**Document excerpt**
Good buy in the van market
With a change in service providers, good after-market service is assured
WHEN we first reported on the Maxus 16-seat midi-bus in February last year, we put on record our liking for the product but reserved judgment on the after-market service.
At that stage, Maxus was one of two new 16-seaters trying to impress taxi owners against the BAW, which is assembled in Springs, and the Nissan NV350 Impendulo, which is available only in petrol.
We ended up recommending the Citroën Relay 15-seater with its 20 000 km service intervals as the best buy at that stage.
Since then, UD trucks has taken over the sales from what amounted to indifferent multifranchise car dealers, ensuring that the sturdy Chinese van now has sales staff who respect the needs of commercial-vehicle owners.
These needs are quick finance and quicker service, as Wheels found when our test van came complete with a driver from UD Pinetown, who hitched a ride to fetch a V80 for its service from a school in Pietermaritzburg.

**Study material**

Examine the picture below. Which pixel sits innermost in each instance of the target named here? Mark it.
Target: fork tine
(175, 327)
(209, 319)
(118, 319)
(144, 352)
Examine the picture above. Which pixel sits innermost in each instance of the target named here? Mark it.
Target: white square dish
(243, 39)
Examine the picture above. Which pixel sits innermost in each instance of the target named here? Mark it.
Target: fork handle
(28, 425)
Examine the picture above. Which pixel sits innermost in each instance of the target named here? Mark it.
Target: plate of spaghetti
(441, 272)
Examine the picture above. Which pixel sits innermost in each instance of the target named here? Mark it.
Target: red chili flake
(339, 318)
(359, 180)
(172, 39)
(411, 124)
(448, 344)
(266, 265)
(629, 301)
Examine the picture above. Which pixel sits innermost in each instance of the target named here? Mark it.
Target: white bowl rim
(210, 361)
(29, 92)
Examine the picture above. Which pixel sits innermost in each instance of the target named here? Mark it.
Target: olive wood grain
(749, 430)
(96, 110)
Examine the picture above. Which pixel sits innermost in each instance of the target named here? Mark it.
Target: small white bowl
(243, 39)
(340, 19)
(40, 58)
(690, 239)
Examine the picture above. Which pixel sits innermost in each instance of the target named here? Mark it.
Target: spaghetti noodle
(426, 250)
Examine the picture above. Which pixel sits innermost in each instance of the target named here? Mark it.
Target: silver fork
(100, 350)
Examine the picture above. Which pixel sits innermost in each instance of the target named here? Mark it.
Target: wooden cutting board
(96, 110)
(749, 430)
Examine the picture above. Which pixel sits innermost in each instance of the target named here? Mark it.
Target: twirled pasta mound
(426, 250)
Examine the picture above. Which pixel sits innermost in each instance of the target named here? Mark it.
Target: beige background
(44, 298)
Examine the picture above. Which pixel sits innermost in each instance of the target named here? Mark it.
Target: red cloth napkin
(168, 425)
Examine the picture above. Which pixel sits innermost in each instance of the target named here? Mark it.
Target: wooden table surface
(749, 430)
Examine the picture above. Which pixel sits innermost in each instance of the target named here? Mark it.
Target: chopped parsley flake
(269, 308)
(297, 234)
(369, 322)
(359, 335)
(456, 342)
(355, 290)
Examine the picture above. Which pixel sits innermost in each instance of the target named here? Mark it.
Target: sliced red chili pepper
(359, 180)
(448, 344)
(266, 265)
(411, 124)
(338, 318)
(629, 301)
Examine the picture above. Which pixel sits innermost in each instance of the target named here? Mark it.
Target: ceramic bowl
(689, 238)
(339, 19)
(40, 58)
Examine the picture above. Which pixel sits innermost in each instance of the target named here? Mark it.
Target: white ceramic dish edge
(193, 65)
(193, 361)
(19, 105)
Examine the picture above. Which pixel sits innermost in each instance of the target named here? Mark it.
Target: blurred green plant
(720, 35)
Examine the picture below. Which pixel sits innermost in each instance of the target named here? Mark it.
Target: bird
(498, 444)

--

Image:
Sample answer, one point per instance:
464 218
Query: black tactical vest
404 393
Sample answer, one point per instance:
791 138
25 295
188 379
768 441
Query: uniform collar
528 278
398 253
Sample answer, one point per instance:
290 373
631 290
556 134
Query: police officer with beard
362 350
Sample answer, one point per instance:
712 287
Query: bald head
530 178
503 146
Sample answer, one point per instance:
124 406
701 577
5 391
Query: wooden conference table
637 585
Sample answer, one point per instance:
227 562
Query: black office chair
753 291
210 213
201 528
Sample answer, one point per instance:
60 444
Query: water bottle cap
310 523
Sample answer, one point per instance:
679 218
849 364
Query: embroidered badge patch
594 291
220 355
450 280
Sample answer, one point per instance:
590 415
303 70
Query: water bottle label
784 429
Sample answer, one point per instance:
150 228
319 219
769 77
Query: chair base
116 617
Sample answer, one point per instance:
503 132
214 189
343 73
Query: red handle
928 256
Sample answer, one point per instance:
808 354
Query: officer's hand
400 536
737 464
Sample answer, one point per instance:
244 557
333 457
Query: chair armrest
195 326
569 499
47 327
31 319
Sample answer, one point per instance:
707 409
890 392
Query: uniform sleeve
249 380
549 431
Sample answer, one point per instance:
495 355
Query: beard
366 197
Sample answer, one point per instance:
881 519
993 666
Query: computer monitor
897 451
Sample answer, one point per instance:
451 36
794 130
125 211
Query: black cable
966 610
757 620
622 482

**Using the information**
- A) From the Maxus article, quote the stretch from "Since then, UD" through "of commercial-vehicle owners.".
- B) Using the Maxus article, state whether each statement agrees with it, answering yes or no and quoting the deciding words: (i) The BAW is assembled in Springs. (ii) The Nissan NV350 Impendulo can be had with a diesel engine. (iii) The Citroën Relay that was recommended seats 16.
- C) Answer these questions from the Maxus article:
(i) When was the Maxus 16-seat midi-bus first reported on?
(ii) What service intervals does the Citroën Relay have?
(iii) Where did the driver from UD Pinetown go to fetch a V80 for its service?
The listing has no connection to the Maxus article.

**Results for each task**
- A)
Since then, UD trucks has taken over the sales from what amounted to indifferent multifranchise car dealers, ensuring that the sturdy Chinese van now has sales staff who respect the needs of commercial-vehicle owners.

- B)
(i) Yes: "the BAW, which is assembled in Springs"
(ii) No: "which is available only in petrol"
(iii) No: "the Citroën Relay 15-seater"

- C)
(i) In February last year.
(ii) 20 000 km.
(iii) To a school in Pietermaritzburg.